> _DATA EXCERPTS_:
◆ ◆ ◆

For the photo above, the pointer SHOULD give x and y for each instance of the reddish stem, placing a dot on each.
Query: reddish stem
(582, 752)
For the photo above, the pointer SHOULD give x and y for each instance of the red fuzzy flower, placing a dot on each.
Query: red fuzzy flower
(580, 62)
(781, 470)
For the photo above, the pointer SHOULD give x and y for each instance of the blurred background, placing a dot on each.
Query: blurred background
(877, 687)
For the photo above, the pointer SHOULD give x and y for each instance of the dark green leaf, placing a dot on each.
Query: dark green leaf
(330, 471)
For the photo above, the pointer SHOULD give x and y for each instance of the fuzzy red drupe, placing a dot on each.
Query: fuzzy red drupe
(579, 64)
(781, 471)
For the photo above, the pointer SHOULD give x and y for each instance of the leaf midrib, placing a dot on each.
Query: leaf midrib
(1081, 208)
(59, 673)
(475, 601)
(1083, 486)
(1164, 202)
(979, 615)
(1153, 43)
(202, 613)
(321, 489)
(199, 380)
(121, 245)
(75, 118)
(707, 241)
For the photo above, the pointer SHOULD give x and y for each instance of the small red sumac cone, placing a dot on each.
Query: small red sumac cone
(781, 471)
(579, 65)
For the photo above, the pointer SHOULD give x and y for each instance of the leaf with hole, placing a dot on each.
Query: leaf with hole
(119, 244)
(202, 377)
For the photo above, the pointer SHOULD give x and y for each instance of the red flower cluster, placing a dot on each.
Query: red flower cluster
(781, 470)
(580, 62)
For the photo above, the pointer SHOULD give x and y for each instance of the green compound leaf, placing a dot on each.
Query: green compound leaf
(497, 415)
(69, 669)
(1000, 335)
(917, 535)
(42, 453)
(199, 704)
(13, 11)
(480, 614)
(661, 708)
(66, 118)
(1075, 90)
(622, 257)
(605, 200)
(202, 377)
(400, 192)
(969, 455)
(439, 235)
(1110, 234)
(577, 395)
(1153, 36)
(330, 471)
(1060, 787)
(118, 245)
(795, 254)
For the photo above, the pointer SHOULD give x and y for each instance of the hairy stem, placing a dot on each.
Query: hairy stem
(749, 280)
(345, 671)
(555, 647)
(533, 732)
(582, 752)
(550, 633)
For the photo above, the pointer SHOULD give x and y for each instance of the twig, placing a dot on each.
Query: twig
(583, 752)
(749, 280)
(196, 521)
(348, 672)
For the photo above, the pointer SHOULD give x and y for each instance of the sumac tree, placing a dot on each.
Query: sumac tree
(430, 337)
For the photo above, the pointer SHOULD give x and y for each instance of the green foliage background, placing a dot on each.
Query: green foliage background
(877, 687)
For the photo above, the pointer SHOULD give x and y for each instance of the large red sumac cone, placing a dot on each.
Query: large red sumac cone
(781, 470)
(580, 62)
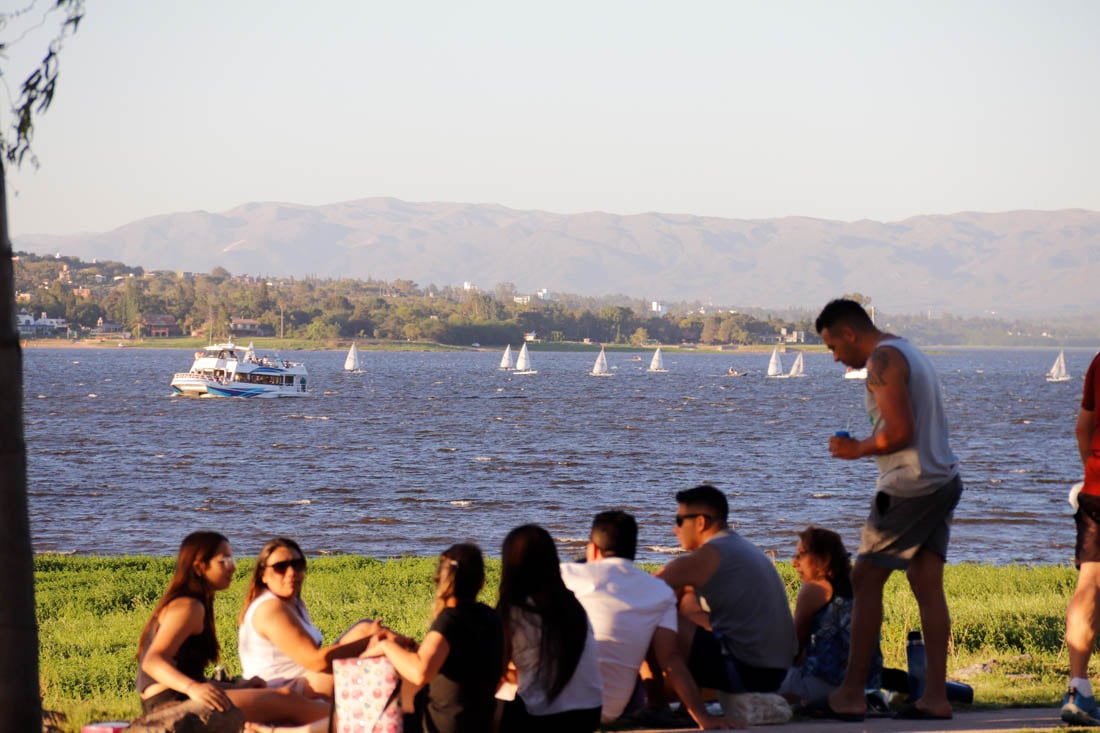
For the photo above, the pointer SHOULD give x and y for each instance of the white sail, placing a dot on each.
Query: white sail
(600, 369)
(351, 362)
(657, 364)
(798, 369)
(1058, 372)
(776, 365)
(524, 362)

◆ ◆ ◆

Beginning at the line that contains "compound leaf, placing a dot on each.", retype each line of the data above through the very last one. Do not retype the pictures.

For the photo above, the pointer SHOULD give x and y for each instance of the green compound leaf, placing a dot on each.
Query: green compound leaf
(497, 415)
(69, 669)
(1000, 335)
(917, 535)
(42, 453)
(199, 704)
(13, 11)
(480, 614)
(661, 708)
(66, 118)
(1075, 90)
(622, 257)
(605, 200)
(202, 377)
(400, 192)
(969, 455)
(439, 235)
(1110, 234)
(577, 395)
(1153, 36)
(330, 471)
(1060, 787)
(118, 245)
(795, 254)
For the photo above, the pointer SHOULD give x and y for each instance of the hairy stem, placing a dot on each.
Query: hairy stem
(749, 280)
(345, 671)
(555, 647)
(533, 732)
(582, 752)
(550, 633)
For the photo above, the pointer SHOULD give x and y for each instance of the twig, placing a dot on each.
Query: twig
(583, 752)
(749, 280)
(196, 521)
(348, 672)
For the photo above, the pointer SHOULD give x and y for each instance of the sumac tree, placing a dot on each.
Query: sumac tree
(430, 337)
For the photo above, the pointer SHOULD give x and y for each instance of the green foliage background, placing a dot on each.
Query: green foliage background
(877, 687)
For the photo above, the pointer SHOULD give x and y for each instance of the large red sumac cone, placing a dot on each.
Query: large red sumac cone
(781, 470)
(580, 62)
For the photo above, the pointer SHOULD give x and y for each instance of the white sail, placing a dot on each.
Query: white sail
(600, 369)
(351, 362)
(657, 364)
(798, 369)
(1058, 372)
(776, 365)
(524, 362)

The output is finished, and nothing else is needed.